• **PAGE EXTRACT**
--------------------

An incendiary weapon attack on the opposition-held Idlib city on the evening of August 7 wounded at least two civilians, witnesses said.
“I saw with my own eyes two strikes, both ‘phosphorus’—blocks of flame were falling from the sky,” said. Ala’ Abdel Aziz Hmeidan, an Idlib resident. "After that, there was a strike with a missile carrying cluster bombs. It was tragic, buildings were on fire, rocks were on fire.” He said the area contains residential buildings and that there were no armed groups in the vicinity.
Syria Civil Defense, an opposition search-and-rescue volunteer group, reported an incendiary weapon attack on the residential area in al-Mashhad in opposition-held east Aleppo city at around 4 p.m. on August 7 that injured a child. Photographs taken immediately after the attack by Aleppo resident Malek Tarboush show at least four incendiary submunitions burning on the ground in a narrow street that contains at least one shop. Human Rights Watch was unable to identify the specific type of incendiary weapon used in the attack.
Incendiary weapon attacks in Syria have increased significantly since the Russian Federation began its joint military operation with the Syrian government on September 30, 2015. There is compelling evidence that Russian government aircraft are being used to deliver incendiary weapons or at least are participating with Syrian government aircraft in attacks using incendiary weapons.
More than a dozen countries have condemned or expressed concern at the use of incendiary weapons in Syria since 2013, including Colombia, Sweden, Turkey, UK, and the US in recent weeks. The other states that have condemned the use of incendiary weapons in Syria are Austria, Croatia, Ecuador, France, Germany, Ireland, Lithuania, the Netherlands, Norway, and Switzerland.
“The disgraceful incendiary weapon attacks in Syria show an abject failure to adhere to international law restricting incendiary weapons,” Goose said. “The resulting civilian harm demonstrates the inadequacy of existing law on incendiary weapons, which should be strengthened urgently. From a humanitarian standpoint, a global ban on incendiary weapons would provide the best solution.”
For more information about the incendiary weapons protocol, details of the recent attacks, and evidence of the use of incendiary weapons, please see below.
Goose and Human Rights Watch arms advocacy director Mary Wareham are attending the week-long CCW meeting that opens in Geneva on August 29, 2016.

--------------------

• **Collection entries**
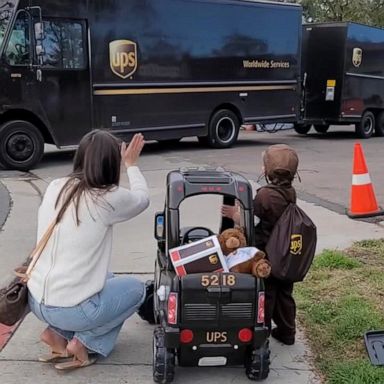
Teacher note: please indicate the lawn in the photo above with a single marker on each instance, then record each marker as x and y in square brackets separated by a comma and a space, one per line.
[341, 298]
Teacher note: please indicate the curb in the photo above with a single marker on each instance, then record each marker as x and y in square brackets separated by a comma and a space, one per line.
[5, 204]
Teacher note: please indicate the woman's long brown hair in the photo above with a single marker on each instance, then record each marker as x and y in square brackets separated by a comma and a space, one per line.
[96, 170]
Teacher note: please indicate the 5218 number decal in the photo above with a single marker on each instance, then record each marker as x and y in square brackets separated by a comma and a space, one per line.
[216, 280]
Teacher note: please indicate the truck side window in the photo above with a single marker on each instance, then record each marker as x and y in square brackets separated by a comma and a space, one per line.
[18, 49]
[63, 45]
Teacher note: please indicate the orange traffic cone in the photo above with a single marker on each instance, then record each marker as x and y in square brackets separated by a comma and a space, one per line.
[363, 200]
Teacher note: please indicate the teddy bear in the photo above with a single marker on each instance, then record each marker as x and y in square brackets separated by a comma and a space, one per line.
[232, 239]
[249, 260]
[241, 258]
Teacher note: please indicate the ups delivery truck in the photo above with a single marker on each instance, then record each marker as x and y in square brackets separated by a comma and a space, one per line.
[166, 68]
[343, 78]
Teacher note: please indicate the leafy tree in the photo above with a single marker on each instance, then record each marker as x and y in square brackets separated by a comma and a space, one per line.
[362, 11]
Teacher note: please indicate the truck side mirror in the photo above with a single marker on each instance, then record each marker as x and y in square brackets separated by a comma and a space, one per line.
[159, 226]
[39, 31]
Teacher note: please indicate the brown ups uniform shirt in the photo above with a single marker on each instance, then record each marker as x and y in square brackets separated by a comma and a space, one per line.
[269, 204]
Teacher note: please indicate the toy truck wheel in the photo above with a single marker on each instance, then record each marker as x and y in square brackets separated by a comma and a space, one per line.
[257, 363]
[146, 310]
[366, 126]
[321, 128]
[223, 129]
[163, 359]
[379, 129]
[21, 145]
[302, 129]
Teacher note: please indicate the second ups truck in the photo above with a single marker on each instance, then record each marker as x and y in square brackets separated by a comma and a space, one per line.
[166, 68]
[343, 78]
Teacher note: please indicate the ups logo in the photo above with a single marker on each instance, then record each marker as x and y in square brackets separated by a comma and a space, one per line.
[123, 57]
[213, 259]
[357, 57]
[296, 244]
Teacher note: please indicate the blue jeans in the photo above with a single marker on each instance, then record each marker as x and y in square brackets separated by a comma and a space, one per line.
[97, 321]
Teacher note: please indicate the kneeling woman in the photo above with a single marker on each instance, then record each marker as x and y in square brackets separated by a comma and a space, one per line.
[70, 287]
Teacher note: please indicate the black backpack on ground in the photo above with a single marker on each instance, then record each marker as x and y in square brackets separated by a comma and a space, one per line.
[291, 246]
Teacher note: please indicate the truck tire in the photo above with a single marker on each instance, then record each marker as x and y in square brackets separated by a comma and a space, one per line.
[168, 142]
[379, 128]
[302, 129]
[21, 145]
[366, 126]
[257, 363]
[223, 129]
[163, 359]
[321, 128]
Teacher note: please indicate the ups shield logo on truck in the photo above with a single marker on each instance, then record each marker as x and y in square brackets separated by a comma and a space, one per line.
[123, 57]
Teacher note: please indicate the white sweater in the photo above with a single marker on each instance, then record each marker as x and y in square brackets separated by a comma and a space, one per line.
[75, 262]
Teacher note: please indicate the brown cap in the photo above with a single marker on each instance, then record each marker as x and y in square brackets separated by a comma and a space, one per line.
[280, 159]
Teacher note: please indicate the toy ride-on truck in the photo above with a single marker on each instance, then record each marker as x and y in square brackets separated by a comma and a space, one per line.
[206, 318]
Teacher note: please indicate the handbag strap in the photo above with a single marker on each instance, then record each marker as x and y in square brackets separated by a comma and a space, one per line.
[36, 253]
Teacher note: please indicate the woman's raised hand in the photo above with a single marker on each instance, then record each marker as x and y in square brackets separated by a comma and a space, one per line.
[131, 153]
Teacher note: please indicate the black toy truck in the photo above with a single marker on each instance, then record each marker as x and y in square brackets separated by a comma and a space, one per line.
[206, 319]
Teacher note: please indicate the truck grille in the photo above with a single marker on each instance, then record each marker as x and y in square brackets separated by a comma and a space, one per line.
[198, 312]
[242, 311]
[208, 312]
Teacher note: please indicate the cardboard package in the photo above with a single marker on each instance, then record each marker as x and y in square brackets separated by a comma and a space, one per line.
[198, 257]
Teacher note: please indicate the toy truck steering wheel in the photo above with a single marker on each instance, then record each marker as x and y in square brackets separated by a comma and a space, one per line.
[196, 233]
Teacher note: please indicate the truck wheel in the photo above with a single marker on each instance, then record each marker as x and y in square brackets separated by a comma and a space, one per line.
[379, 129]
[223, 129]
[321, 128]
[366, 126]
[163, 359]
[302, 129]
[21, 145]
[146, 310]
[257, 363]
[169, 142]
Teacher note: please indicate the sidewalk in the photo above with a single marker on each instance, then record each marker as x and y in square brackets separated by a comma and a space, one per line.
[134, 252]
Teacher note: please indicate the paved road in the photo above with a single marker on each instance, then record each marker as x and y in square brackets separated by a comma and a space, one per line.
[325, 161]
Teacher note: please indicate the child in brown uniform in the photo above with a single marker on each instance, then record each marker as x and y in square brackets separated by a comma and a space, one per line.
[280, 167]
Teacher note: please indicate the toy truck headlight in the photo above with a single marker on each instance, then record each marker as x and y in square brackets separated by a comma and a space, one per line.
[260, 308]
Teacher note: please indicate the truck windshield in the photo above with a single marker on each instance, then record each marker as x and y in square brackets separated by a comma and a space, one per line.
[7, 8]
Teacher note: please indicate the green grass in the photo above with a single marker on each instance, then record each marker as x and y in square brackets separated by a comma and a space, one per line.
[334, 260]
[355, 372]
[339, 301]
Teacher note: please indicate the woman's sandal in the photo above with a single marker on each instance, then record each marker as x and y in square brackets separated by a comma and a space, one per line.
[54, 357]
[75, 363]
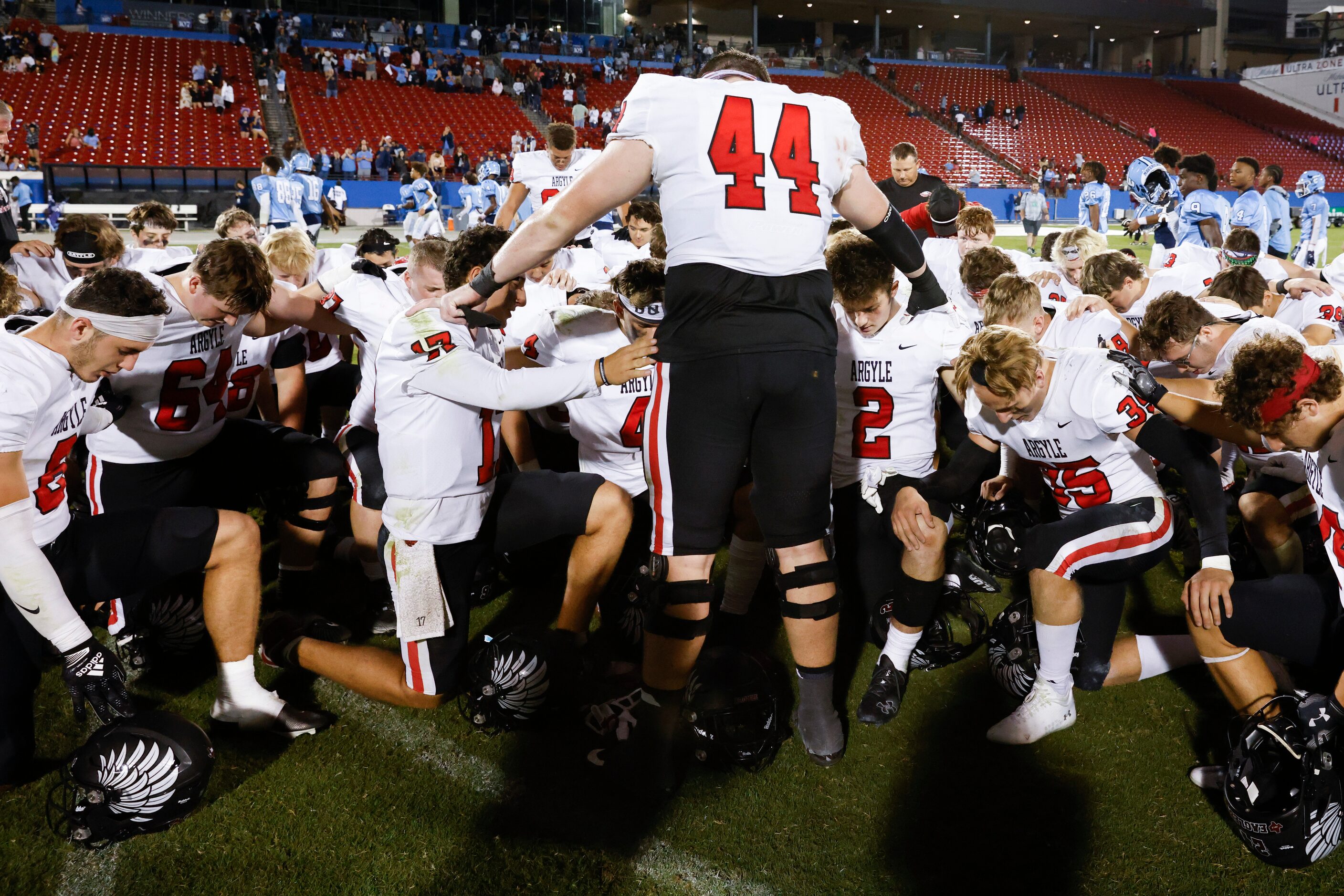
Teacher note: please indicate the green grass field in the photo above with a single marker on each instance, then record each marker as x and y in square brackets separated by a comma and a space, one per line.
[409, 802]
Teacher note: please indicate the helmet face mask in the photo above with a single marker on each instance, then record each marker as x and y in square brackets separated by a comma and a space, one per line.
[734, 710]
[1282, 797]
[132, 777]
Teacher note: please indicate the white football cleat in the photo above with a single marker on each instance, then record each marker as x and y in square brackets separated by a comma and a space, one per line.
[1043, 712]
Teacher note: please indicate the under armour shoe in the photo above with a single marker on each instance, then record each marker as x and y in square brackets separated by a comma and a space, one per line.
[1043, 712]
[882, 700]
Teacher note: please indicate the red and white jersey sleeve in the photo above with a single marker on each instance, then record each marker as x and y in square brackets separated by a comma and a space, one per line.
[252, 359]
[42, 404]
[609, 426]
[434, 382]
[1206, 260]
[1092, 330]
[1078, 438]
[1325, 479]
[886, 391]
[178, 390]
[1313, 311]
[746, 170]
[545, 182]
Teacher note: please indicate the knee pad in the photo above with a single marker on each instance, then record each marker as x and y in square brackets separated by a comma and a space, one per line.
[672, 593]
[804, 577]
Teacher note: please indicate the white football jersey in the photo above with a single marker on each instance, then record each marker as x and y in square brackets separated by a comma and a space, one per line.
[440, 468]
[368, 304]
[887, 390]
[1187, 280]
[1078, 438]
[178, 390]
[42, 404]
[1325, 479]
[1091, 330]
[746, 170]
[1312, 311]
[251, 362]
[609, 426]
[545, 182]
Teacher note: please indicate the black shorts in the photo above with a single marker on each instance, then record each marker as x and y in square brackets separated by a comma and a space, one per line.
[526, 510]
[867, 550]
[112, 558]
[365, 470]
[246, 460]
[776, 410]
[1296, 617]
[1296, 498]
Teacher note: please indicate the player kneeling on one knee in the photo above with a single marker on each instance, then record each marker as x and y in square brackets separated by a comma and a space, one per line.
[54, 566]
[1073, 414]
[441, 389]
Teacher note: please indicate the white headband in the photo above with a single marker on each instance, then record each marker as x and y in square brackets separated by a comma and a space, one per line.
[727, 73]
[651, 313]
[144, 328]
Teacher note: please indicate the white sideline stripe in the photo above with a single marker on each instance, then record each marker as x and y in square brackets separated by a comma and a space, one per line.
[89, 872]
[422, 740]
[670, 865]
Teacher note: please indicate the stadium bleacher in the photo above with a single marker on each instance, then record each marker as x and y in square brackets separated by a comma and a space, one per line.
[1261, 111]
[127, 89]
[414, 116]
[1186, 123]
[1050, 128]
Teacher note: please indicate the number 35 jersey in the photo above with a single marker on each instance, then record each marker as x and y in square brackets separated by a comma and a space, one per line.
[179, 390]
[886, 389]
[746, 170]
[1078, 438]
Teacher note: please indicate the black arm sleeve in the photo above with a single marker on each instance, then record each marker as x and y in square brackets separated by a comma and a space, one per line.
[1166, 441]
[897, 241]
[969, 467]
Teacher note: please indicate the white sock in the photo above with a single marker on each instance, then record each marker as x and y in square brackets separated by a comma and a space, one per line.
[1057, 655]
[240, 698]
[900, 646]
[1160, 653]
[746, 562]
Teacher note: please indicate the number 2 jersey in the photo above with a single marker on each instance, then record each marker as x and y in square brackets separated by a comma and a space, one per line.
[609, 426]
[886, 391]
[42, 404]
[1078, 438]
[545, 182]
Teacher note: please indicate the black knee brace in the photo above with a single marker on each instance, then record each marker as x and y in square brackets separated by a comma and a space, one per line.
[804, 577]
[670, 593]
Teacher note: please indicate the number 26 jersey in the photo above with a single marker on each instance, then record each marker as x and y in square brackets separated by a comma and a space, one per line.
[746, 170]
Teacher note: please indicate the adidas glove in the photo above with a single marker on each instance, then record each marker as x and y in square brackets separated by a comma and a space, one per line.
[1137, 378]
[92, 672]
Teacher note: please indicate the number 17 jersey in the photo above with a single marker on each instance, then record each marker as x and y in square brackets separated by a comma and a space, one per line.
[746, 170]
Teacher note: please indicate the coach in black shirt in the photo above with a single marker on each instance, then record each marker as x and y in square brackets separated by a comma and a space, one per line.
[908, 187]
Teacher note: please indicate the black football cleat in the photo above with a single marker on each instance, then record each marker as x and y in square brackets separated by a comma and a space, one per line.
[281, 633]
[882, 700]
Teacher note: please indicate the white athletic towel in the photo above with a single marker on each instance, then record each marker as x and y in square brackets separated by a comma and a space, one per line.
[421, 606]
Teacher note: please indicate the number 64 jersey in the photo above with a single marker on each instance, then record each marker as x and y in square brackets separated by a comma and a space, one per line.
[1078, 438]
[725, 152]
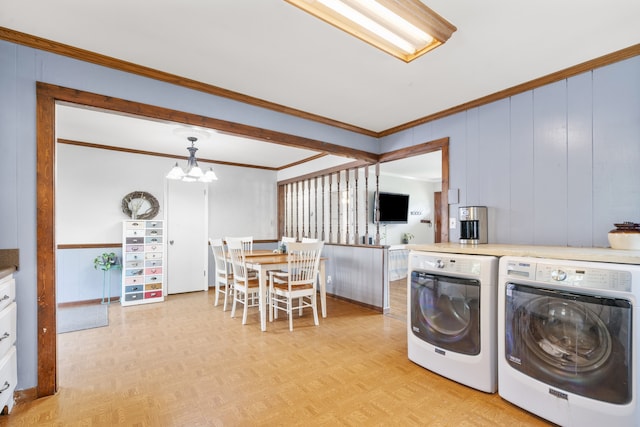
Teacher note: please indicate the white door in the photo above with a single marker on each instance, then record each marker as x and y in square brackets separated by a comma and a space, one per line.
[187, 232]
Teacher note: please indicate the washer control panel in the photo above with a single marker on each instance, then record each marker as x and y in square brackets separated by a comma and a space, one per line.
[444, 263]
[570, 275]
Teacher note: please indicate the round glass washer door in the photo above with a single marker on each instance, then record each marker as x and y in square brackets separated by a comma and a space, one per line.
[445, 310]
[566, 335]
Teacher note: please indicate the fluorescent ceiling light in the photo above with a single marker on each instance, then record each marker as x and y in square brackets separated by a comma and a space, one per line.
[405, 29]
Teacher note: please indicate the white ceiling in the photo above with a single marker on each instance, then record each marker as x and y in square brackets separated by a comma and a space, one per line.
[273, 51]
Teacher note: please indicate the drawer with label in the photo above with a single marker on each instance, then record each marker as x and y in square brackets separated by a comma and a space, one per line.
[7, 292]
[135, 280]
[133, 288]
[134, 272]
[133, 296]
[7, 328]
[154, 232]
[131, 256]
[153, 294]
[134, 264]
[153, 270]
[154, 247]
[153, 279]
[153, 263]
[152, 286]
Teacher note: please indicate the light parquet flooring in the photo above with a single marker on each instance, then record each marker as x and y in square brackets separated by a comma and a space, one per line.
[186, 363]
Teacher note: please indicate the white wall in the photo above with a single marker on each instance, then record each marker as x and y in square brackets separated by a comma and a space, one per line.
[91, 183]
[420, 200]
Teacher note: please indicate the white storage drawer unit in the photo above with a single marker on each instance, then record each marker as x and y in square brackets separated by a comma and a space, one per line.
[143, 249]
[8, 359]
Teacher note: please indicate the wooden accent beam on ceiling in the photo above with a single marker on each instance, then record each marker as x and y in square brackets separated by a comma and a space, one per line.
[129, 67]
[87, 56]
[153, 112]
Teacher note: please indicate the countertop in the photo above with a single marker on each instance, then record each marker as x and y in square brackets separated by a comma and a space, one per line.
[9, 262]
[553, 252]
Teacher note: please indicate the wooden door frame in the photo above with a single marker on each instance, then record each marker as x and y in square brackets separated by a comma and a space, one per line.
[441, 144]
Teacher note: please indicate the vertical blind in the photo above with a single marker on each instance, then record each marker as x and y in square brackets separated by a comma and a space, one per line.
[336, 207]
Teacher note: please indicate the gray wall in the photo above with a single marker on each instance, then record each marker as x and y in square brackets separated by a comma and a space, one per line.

--------------------

• **CHALLENGES**
a - Write out the incendiary weapons report word for word, everything from "An incendiary weapon attack on the opposition-held" down to "in the vicinity.".
b - Extend the incendiary weapons report past its final sentence.
The records play no part in the work here.

• **EXPECTED OUTPUTS**
a -
An incendiary weapon attack on the opposition-held Idlib city on the evening of August 7 wounded at least two civilians, witnesses said.
“I saw with my own eyes two strikes, both ‘phosphorus’—blocks of flame were falling from the sky,” said. Ala’ Abdel Aziz Hmeidan, an Idlib resident. "After that, there was a strike with a missile carrying cluster bombs. It was tragic, buildings were on fire, rocks were on fire.” He said the area contains residential buildings and that there were no armed groups in the vicinity.

b -
The Incendiary Weapons Protocol
Russia is a party to the incendiary weapons protocol and has acknowledged the “significant humanitarian damage” caused by incendiary weapons in Syria, which it attributed to “improper use,” in a November 2015 letter to Human Rights Watch.
Russia has not responded to criticism of its apparent involvement in recent incendiary weapon attacks in Syria. In November 2015, Russia urged “faithful observation” of international law relating to incendiary weapons, but rejected calls to revisit and strengthen Protocol III on incendiary weapons of the conventional weapons treaty as “counterproductive.”
The Syrian government has ignored calls to join Protocol III, which 113 countries are party to, including Russia and the other permanent members of the United Nations Security Council. The protocol bans the use of air-delivered incendiary weapons in areas with “concentrations of civilians,” but permits the use of ground-launched incendiary weapons.
Protocol III defines “concentrations of civilians” broadly as “any concentration of civilians, be it permanent or temporary, such as in inhabited parts of cities, or inhabited towns or villages, or as in camps or columns of refugees or evacuees.”
The treaty’s member countries should support the call to revisit and amend Protocol III to fix the significant loophole permitting use of ground-launched incendiary weapons in civilian areas. They should revisit the definition of incendiary weapons in Protocol III as it is overly narrow and fails adequately to deal with multi-purpose incendiary munitions such as white phosphorus. These and other inconsistencies have undermined the protocol’s effectiveness and failed to deter use of incendiary weapons over the past 35 years, Human Rights Watch said.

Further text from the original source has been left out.